*Task requirements*:
• 1. List every named organization that the author bio at the end of the blog post about naming the open access movement connects to the author's career.
• 2. Proceed with the blog post about naming the open access movement, picking up after its final sentence.

*Excerpted passage*:
Master's Paper

Master’s Paper rambling…

Here’s a brief response to a post on the commons-blog from the ALA. Originally left as a comment, but I’m linking via trackback as well to try and generate some conversation.
One of the things I’m discussing in my Master’s Paper (soon to be openly available near you) is the lack of a “brand identity” to the open access movement. It is similar to the Free Software/Open Source debates between Stallman and Raymond. I think Raymond is very correct in his assertion that language matters, especially when it comes to convincing others of your opinions.

I, for one, really dislike the label “Open Access” since that seems limiting. Every public webpage is technically “Open Access”…I’m more interested in the Open Source idea of the value of the ability to muck around with information of all sorts. Simple access seems almost a trivial right in the increasingly digital era.

Right now I’m leaning towards “Open Information” as a label for the overarching movement. I’d love to hear other suggestions, though.

By griffey

Jason Griffey is the Director of Strategic Initiatives at NISO, where he works to identify new areas of the information ecosystem where standards expertise is useful and needed. Prior to joining NISO in 2019, Jason ran his own technology consulting company for libraries, has been both an Affiliate at metaLAB and a Fellow and Affiliate at the Berkman Klein Center for Internet & Society at Harvard University, and was an academic librarian in roles ranging from reference and instruction to Head of IT at the University of TN at Chattanooga.

*Provided data*:
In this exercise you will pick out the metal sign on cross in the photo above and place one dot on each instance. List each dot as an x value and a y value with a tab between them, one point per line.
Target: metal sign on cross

*Answers in order*:
• 1.
NISO
metaLAB
Berkman Klein Center for Internet & Society at Harvard University
University of TN at Chattanooga

• 2.
Jason has written extensively on technology and libraries, including multiple books and a series of full-periodical issues on technology topics, most recently AI & Machine Learning in Libraries and Library Spaces and Smart Buildings: Technology, Metrics, and Iterative Design from 2018. His newest book, co-authored with Jeffery Pomerantz, will be published by MIT Press in 2024.

He has spoken internationally on topics such as artificial intelligence & machine learning, the future of technology and libraries, decentralization and the Blockchain, privacy, copyright, and intellectual property. A full list of his publications and presentations can be found on his CV.
He is one of eight winners of the Knight Foundation News Challenge for Libraries for the Measure the Future project (, an open hardware project designed to provide actionable use metrics for library spaces. He is also the creator and director of The LibraryBox Project (, an open source portable digital file distribution system.

Jason can be stalked obsessively online, and spends his free time with his daughter Eliza, reading, obsessing over gadgets, and preparing for the inevitable zombie uprising.

2 replies on “Master’s Paper rambling…”

I’m confused (as usual) and am coming late & uninformed into this discussion:

What are the differences, other than semantic, in the terms “access” “source” and “information”? I could call it the “Open Refrigerator” movement and it doesn’t matter in a legal sense. What matters is the limits set on the information, either by license or by laissez faire.

Heck, if you want to play devil’s advocate, “Open” might be a confining word. Stores are open, then close. You need a word that says, “This stuff is 24/7 accessible, forever. Go play.” Of course, if you called it “Free Information” everyone would think of the government pamphlets from Pueblo, Colorado.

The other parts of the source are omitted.